§ **Excerpt provided**:
++++

I am defending the US against the whole point of the article. Fearmongering. If you notice, I have not said anything negative about our country, only the ones that want to divide and persecute. I have pointed out that The Westboro chuch is doing harmful things to our country, along with the list of others who mean harm to anyone who doesn't think like them. Brandi points out TWO CASES out of the millions of court cases in this country, and that's a concern? Freedom is a fragile thing and if you take it away for some, then it is weakened for all.

As for civility, you have your right winged blinders on and as usual, miss the point. Silly? What a PC way to say idiot. Only play the part of the film clip that makes the other guy look bad, not the true story.

(Report Comment)
Tony Black April 8, 2011 | 8:17 a.m.

I don't want Sharia law. Again, I don't think the sky is falling. There are millions of Americans out of work and hungry and our politicians are worried about this? State and federal budgets are broken and this is what we are spending money on? Our education system is being cut to the bone, classes dropped, books not pruchased, our very future, our children are being ignored, and this is what politicians are spending money on? Reread the stats on murders in the US, and this is their concern? The worst issue here is people who don't see anything wrong with that.

(Report Comment)
frank christian April 8, 2011 | 8:38 a.m.

Mark - You seem to get further from reason with each post. Palestinians are spending parts of their lives producing home made missiles to fire at Israel, in the hope they might kill or maim some Jews, any Jews. Palestinian gov'ts have been offered very liberal terms to make peace with Jews, but Jews must be "wiped off the face of the earth" for any of the Arab gov'ts to be happy, tho the UN in their wisdom selected the site for the Jewish community. Those people (Jews) are hanging on for dear life, but your (and the liberal left, mostly) concern is that they be more "reasonable" in their retaliation after a bomb etc. kills their children.

The whole situation is far beyond all reason. Your description of the "right and wrong" here is unreasonable as well, in my opinion.

"randomly searching or detaining any black person encountered by police." Were you aware that police cannot randomly search or detain Anyone in this country? I believe it is called "probable cause" and many apprehended criminals have been released because of the lack of it.

(Report Comment)
John Schultz April 8, 2011 | 9:16 a.m.

Frank, go back and read Mark's post again because you totally missed the point. And your post should begin with some Palestinians, not all. That might help you get the point he's trying to get across.

(Report Comment)
frank christian April 8, 2011 | 9:36 a.m.

Tony B. - From your 2nd installment: "Americans out of work and hungry,State and Federal budgets broken,education cut to the bone (a laughable assertion), books not purchased, children being ignored? The murder stats." Reads like one who thinks the sky is falling to me.

Our elected officials, thankfully, can walk and chew gum simultaneously. Using legal means to omit a detrimental addition to the laws of our land is not taking freedom from anyone. Most of us know this. Progressives take the other side because of their agenda.

(Report Comment)
Tony Black April 8, 2011 | 10:02 a.m.

You can't talk sense to someone who doesn't recognize actual problems from trumped up ones. We might as well ban Martian law now, so when they come they can't rule us. Got my tin foil hat ready. Now let's go scare some elderly folks.

(Report Comment)
frank christian April 8, 2011 | 10:25 a.m.

John - I see Marks point clearly. He has, as one, seated high above the fray , would. Thought out how those fighting for their lives and livelihood should react to each attack "to be fair". He omits the fact that All the Palestinians and Arabs hate Jews and would continue to do so, if they never raised another finger to any attack. Is there any doubt that such occurrence would create more attacks or an all out war?

I'm sorry, you can't get Mark's point. In a nut shell, we must all learn to be more tolerant and diverse. Ignore our human nature, in this case, the human need to protect what he/she has. Of course Mark requires this of the Jews, not so much of the Arabs.

++++

§ **Data below**:
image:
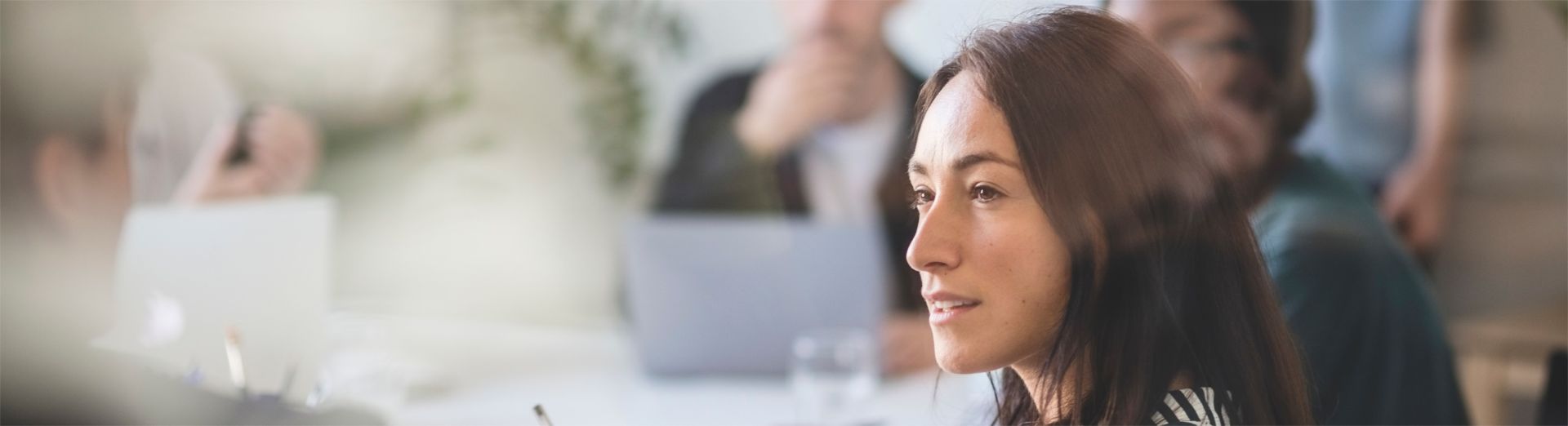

++++

§ **The problem**:
In the comment thread, what term does frank christian give for the requirement police must meet before they can search or detain someone?

§ **Solution**:
Probable cause.